=== REQUIREMENT ===
Skip the pictures. Copy all the rest of the records down exactly.

Extracted records:
----------

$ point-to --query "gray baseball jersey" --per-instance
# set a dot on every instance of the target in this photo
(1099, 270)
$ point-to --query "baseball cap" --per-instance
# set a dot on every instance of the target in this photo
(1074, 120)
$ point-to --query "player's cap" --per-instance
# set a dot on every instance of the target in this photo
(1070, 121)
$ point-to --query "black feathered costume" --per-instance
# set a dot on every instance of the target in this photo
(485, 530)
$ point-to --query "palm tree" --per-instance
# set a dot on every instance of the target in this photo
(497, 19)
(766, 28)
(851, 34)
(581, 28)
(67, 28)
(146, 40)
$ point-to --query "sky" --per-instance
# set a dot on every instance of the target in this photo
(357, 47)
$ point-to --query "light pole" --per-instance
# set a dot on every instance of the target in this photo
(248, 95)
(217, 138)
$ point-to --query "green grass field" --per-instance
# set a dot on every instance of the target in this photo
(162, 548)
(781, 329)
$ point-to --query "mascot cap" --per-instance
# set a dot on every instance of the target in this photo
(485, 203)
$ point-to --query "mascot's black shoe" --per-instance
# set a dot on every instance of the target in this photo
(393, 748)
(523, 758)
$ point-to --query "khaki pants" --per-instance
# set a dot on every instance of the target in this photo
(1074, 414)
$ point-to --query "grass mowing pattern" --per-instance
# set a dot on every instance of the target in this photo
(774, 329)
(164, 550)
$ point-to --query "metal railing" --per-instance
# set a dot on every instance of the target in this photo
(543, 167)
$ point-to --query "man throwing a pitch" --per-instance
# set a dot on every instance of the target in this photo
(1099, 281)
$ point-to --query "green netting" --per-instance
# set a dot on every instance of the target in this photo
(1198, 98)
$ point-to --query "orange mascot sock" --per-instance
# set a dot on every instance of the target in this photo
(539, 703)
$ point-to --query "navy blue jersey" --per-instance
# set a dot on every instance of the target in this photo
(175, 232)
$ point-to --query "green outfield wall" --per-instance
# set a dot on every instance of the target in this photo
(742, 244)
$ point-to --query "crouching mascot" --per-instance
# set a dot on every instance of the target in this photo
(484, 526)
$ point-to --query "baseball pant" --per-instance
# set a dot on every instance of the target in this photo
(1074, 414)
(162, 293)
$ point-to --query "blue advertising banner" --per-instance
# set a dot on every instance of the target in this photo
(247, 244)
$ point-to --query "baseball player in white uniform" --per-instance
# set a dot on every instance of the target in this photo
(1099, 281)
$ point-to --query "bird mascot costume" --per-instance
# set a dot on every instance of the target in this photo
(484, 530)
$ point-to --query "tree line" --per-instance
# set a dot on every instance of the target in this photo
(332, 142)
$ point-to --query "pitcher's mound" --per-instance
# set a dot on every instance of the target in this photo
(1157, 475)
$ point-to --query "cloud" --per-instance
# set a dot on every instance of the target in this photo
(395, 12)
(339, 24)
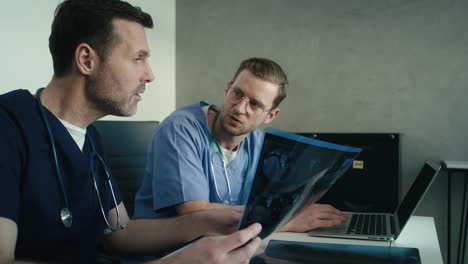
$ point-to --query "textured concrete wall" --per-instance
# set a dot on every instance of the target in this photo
(354, 66)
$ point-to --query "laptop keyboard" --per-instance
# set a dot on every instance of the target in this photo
(368, 224)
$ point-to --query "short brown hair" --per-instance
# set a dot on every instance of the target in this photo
(88, 21)
(267, 70)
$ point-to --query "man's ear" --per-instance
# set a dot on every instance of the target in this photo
(86, 59)
(271, 115)
(228, 86)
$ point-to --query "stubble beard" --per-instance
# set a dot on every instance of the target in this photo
(105, 102)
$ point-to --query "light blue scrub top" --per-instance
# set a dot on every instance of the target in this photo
(179, 170)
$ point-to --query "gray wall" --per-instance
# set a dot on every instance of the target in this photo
(354, 66)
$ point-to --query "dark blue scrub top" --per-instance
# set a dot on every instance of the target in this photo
(29, 189)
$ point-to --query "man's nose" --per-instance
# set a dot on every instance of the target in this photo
(242, 105)
(149, 76)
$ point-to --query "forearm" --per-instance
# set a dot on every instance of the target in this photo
(198, 205)
(155, 236)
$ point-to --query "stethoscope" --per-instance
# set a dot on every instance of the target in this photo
(226, 176)
(65, 213)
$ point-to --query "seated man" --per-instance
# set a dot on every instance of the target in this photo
(202, 156)
(58, 203)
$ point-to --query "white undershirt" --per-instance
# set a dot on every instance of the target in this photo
(78, 134)
(228, 155)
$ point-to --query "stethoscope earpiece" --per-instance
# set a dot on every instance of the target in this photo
(67, 217)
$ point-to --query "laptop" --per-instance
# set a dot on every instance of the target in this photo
(383, 226)
(377, 165)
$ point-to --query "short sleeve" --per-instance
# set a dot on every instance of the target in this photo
(177, 165)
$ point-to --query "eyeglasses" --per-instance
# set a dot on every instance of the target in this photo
(252, 106)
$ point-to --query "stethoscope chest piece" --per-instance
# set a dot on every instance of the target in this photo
(66, 216)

----------

=== COMPLETE ANSWER ===
$ point-to --query "gray baseball jersey" --per-instance
# set a dot on every instance of the target in this photo
(1099, 270)
$ point-to --query "baseball cap" --per-instance
# set a dot on every instance of the target in this photo
(1074, 120)
$ point-to --query "player's cap" --per-instance
# set a dot on every instance of the target in this photo
(1070, 121)
$ point-to --query "black feathered costume" --per-instance
# set a dot on every instance of the target in this photo
(485, 530)
$ point-to --query "palm tree" --per-instance
# set a dot on every instance of the target in this photo
(497, 19)
(766, 28)
(851, 34)
(581, 28)
(67, 28)
(146, 40)
$ point-to --query "sky" --per-instance
# set a dot on every instance of the target in this photo
(357, 47)
$ point-to --query "light pole" --per-instance
# set a dot on every instance of the target in this photo
(248, 95)
(217, 138)
$ point-to --query "green grass field" --per-instance
# set a dot on every instance of the target in this photo
(162, 548)
(781, 329)
$ point-to --query "mascot cap" --per-instance
# set a dot on every instance of the target in this photo
(485, 203)
$ point-to --query "mascot's black shoe" --per-instance
# set a dot on every instance of the target in this photo
(393, 748)
(523, 758)
$ point-to --query "khaki pants" --per-instance
# set a dot on every instance of the target in this photo
(1074, 414)
$ point-to --query "grass mowing pattern" --per-instance
# set a dot on every instance of the target in this photo
(774, 329)
(164, 550)
$ point-to --query "metal railing" --per-instance
# set a dot on every instance of the target in this photo
(543, 167)
$ point-to --query "man throwing a pitch" --per-instance
# set a dot on every instance of the target in this photo
(1099, 281)
$ point-to --query "green netting" --per-instance
# set a dot on every instance of the target in this photo
(1198, 98)
$ point-to --query "orange mascot sock" --per-instance
# set a dot on every instance of the target in this photo
(539, 703)
$ point-to --query "navy blue jersey" --per-instance
# set a dot on every instance of the target in this photo
(175, 232)
$ point-to --query "green outfield wall" --per-instance
# set a dot on every instance of the target in this photo
(742, 244)
$ point-to --query "crouching mascot" --per-instance
# set a dot on every instance of the target in this photo
(484, 526)
$ point-to --query "baseball pant" --per-instance
# set a dot on every instance of the target in this photo
(1074, 414)
(162, 293)
$ point-to --query "blue advertising banner" --per-instance
# set a dot on every instance of the target in this photo
(247, 244)
$ point-to --query "baseball player in white uniform" --per-instance
# set a dot on every instance of the target in this photo
(1099, 281)
$ point-to --query "bird mascot costume" --per-instance
# set a dot on every instance of the target in this photo
(484, 530)
$ point-to --query "tree line" --per-instance
# set a dot on every instance of the target in this photo
(332, 142)
$ point-to --query "pitcher's mound" --per-instance
# set a dot on every instance of the target in this photo
(1157, 475)
$ point-to --query "cloud" --per-instance
# set a dot on every instance of the target in this photo
(395, 12)
(339, 24)
$ point-to --query "textured concrete wall" --per-instance
# set a dot on every instance of the target in this photo
(354, 66)
$ point-to --query "laptop keyboard" --per-instance
# set a dot on every instance of the target in this photo
(368, 224)
$ point-to --query "short brown hair" --per-instance
# set a dot on every instance of the target in this photo
(88, 21)
(267, 70)
$ point-to --query "man's ear" --per-instance
# set a dot on every instance of the target in this photo
(86, 59)
(271, 115)
(228, 86)
$ point-to --query "stubble beard" --per-instance
# set a dot on every instance of the target in this photo
(105, 102)
$ point-to --query "light blue scrub top" --per-instance
# set a dot on every instance of the target in this photo
(179, 170)
$ point-to --query "gray wall" --per-instance
# set a dot on every instance of the target in this photo
(354, 66)
$ point-to --query "dark blue scrub top" --per-instance
# set a dot on every instance of the target in this photo
(29, 189)
$ point-to --query "man's nose" --per-instance
# set a dot on every instance of the target in this photo
(242, 105)
(149, 76)
$ point-to --query "forearm" --per-instance
# set a dot on every instance of the target in this photo
(198, 205)
(155, 236)
$ point-to --query "stethoscope" --per-instance
# set a dot on every instance of the target in this photo
(226, 176)
(65, 213)
$ point-to --query "seated man" --per-instance
# set a dot on every instance of the target in this photo
(202, 156)
(58, 203)
$ point-to --query "white undershirt" --per-instance
# set a dot on every instance of the target in this photo
(78, 134)
(228, 155)
$ point-to --query "stethoscope earpiece" --per-instance
# set a dot on every instance of the target in this photo
(67, 217)
$ point-to --query "laptop" --per-instance
# set a dot on every instance of the target in this photo
(383, 226)
(377, 165)
$ point-to --query "short sleeve" --per-instance
# set a dot on every instance of the target in this photo
(177, 165)
$ point-to --query "eyeglasses" --per-instance
# set a dot on every instance of the target in this photo
(252, 106)
$ point-to --query "stethoscope chest piece" --per-instance
# set a dot on every instance of the target in this photo
(66, 216)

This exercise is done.